→ **PROMPT A**:
In the guide on shipping compiled C/C++/Cython wheels below, which directory does cibuildwheel put every produced wheel in?

→ **DOCUMENT SEGMENT**:
* START *

This page is for Python libraries that ship compiled C, C++, or Cython extensions packaged as platform-specific wheels — the shape used by pillow, lxml, numpy, scipy, pandas, and most of the scientific Python stack. The build tool of choice is cibuildwheel, which compiles your extension across the full Python × OS × architecture matrix and emits one wheel per cell.

If your extension is in Rust via PyO3, use Rust + PyO3 wheels instead — maturin handles that shape natively. This page is for the C/C++/Cython case where setuptools (or hatchling) is your build backend and cibuildwheel is your wheel-matrix orchestrator.

What piot covers

ResponsibilitypiotYour workflow
Decide when to ship
Compute the next version
Rewrite [project].version in pyproject.toml
OIDC trusted publishing to PyPI
twine upload dist/* — uploads every wheel + sdist cibuildwheel produced
Skip-if-already-published idempotency
Cut a git tag + GitHub Release
Run cibuildwheel to produce the wheel matrix
Run uv build --sdist (or python -m build --sdist) for the source distribution
Install Python, cibuildwheel, twine on the publish runner✅ (runner prereqs)
Register the trusted-publisher policy on PyPI (one-time)

piot's PyPI handler shells out to twine upload dist/*. cibuildwheel puts every produced wheel in a wheelhouse/ directory; copy them all into dist/ before the piot publish step and twine ships whatever it finds. piot doesn't know or care that there are 30 wheels instead of 1 — it's just twine upload glob.

Where the matrix lives

Unlike build = "maturin" (where piot owns the per-target build matrix), with cibuildwheel the matrix lives inside cibuildwheel itself. piot allocates one build row per package; cibuildwheel fans out to every Python × platform combination internally and returns a directory of wheels.

This means:

  • Your putitoutthere.toml declares build = "setuptools" (or "hatch") — not maturin. Without maturin, piot doesn't emit targets, and the plan matrix is just one build row per package.

* END *

→ **RAW DATA**:

* START *

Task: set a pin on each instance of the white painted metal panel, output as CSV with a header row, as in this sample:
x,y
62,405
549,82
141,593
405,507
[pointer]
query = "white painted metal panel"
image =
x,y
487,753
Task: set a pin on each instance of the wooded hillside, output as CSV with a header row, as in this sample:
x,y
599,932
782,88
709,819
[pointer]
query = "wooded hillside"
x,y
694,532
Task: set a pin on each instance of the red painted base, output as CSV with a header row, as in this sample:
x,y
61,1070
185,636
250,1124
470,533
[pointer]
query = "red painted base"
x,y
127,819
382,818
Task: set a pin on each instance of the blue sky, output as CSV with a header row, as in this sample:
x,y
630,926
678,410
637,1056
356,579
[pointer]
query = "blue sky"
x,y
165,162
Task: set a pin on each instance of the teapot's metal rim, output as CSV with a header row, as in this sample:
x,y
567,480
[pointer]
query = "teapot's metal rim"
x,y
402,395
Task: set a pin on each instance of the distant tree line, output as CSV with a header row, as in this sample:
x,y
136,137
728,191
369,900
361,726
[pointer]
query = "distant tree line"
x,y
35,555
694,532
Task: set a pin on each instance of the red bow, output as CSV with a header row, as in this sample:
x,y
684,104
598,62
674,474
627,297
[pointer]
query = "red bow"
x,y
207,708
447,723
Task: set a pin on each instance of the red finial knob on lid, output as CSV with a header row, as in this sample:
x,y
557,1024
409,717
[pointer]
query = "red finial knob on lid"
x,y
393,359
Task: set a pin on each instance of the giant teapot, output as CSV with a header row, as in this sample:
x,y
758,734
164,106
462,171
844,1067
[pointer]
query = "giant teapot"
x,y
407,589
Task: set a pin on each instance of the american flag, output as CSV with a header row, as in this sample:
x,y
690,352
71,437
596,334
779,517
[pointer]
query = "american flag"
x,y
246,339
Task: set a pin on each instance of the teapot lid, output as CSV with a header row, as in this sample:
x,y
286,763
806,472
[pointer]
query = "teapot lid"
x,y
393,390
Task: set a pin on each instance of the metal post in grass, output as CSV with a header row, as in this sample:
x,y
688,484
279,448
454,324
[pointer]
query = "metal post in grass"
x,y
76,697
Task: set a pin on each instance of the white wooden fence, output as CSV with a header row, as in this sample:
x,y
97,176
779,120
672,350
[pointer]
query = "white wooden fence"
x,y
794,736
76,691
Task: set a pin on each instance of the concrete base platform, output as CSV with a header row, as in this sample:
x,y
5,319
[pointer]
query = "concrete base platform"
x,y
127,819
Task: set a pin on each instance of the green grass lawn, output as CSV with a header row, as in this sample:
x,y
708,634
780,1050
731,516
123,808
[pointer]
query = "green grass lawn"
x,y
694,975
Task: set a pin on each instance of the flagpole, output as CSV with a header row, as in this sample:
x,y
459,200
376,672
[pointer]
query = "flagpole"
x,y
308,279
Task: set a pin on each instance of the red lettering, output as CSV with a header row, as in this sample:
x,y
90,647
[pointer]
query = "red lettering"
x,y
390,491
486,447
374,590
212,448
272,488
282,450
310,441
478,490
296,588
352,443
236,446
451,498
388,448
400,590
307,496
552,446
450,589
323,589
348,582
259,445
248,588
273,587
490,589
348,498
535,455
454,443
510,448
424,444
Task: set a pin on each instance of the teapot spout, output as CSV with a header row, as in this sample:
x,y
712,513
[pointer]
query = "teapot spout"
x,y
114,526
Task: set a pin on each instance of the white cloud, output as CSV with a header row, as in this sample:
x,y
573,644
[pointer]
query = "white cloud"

* END *

→ **PROMPT B**:
Output the records verbatim, starting at the line that contains "teapot spout, output" and ending at the end of the records.

→ **FULL SOLUTION A**:
A wheelhouse/ directory.

→ **FULL SOLUTION B**:
Task: set a pin on each instance of the teapot spout, output as CSV with a header row, as in this sample:
x,y
712,513
[pointer]
query = "teapot spout"
x,y
114,526
Task: set a pin on each instance of the white cloud, output as CSV with a header row, as in this sample:
x,y
573,644
[pointer]
query = "white cloud"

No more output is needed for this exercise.